Spatial annotation records
________________________

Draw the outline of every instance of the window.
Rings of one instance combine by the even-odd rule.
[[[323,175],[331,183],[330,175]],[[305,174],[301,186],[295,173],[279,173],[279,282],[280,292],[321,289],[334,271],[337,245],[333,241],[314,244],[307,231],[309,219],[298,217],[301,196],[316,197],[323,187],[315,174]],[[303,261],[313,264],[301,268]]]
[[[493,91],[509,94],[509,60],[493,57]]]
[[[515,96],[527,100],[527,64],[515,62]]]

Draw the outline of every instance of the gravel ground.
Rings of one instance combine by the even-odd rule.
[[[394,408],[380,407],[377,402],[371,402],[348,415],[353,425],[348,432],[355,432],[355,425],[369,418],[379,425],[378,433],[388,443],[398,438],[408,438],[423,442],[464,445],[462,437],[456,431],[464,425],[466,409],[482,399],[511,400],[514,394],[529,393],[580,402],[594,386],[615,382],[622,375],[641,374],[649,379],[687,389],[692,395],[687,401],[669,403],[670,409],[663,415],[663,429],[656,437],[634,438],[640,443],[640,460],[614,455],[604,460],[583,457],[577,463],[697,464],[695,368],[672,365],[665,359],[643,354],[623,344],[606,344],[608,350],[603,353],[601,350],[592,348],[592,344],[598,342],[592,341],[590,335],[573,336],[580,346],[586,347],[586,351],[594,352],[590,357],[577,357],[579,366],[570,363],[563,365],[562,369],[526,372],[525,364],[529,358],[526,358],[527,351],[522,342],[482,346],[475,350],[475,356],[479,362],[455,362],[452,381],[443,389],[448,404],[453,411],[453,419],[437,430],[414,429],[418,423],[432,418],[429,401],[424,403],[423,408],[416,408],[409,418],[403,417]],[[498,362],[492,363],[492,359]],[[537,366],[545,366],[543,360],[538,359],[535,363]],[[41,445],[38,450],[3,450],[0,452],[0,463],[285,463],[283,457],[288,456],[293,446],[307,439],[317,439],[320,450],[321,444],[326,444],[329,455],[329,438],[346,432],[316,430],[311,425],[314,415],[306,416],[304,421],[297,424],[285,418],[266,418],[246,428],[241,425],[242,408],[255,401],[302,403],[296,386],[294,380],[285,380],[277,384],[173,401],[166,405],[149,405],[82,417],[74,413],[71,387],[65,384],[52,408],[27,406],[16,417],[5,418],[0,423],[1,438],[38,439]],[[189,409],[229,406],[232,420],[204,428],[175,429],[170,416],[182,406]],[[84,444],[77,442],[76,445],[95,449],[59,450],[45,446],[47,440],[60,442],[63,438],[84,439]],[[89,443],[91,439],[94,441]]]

________________________

◆ Your instructions
Transcribe all of the records above, reproducing every line character for character.

◆ Completed exercise
Draw the outline of every instance of the window.
Rings of one instance combine by the even-odd rule.
[[[323,175],[331,183],[330,175]],[[305,174],[301,186],[295,173],[279,173],[279,282],[280,292],[321,289],[334,271],[337,245],[333,241],[314,244],[307,231],[309,219],[298,217],[301,196],[316,197],[323,187],[315,174]],[[303,261],[313,264],[301,268]]]
[[[493,91],[509,94],[509,60],[493,57]]]
[[[515,96],[527,100],[527,64],[515,62]]]

Draw the outline of every instance of the gravel ground.
Rings of one instance combine by the even-odd rule.
[[[394,408],[380,407],[377,402],[371,402],[348,415],[353,425],[348,432],[355,432],[355,425],[369,418],[379,425],[378,433],[388,443],[398,438],[408,438],[423,442],[464,445],[462,437],[456,431],[464,425],[466,409],[482,399],[511,400],[514,394],[529,393],[580,402],[594,386],[615,382],[622,375],[641,374],[649,379],[687,389],[692,395],[687,401],[669,403],[670,409],[663,415],[663,429],[656,437],[634,438],[640,443],[640,460],[614,455],[604,460],[583,457],[577,463],[697,464],[695,368],[672,365],[665,359],[643,354],[623,344],[606,344],[608,350],[603,353],[601,350],[592,348],[592,344],[598,342],[592,341],[590,335],[573,336],[580,346],[586,347],[586,351],[594,352],[590,357],[577,357],[579,366],[570,363],[563,365],[562,369],[526,372],[525,364],[529,358],[526,358],[527,351],[522,342],[482,346],[475,350],[475,356],[479,362],[455,362],[452,381],[443,389],[448,404],[453,411],[453,419],[437,430],[414,429],[418,423],[432,418],[429,401],[424,403],[423,408],[416,408],[409,418],[403,417]],[[498,362],[492,363],[492,359]],[[537,366],[545,366],[543,360],[538,359],[535,363]],[[41,445],[38,450],[3,450],[0,452],[0,463],[285,463],[283,457],[288,456],[293,446],[307,439],[317,439],[320,450],[321,444],[326,444],[329,455],[329,438],[346,432],[316,430],[311,425],[314,415],[306,416],[304,421],[297,424],[285,418],[266,418],[246,428],[241,425],[242,408],[255,401],[302,403],[296,386],[294,380],[285,380],[277,384],[173,401],[166,405],[149,405],[82,417],[74,413],[71,387],[65,384],[52,408],[27,406],[16,417],[5,418],[0,423],[1,438],[38,439]],[[189,409],[229,406],[232,420],[204,428],[175,429],[170,416],[182,406]],[[84,444],[77,442],[76,445],[95,449],[59,450],[45,446],[47,440],[60,442],[63,438],[84,439]],[[89,443],[91,439],[94,441]]]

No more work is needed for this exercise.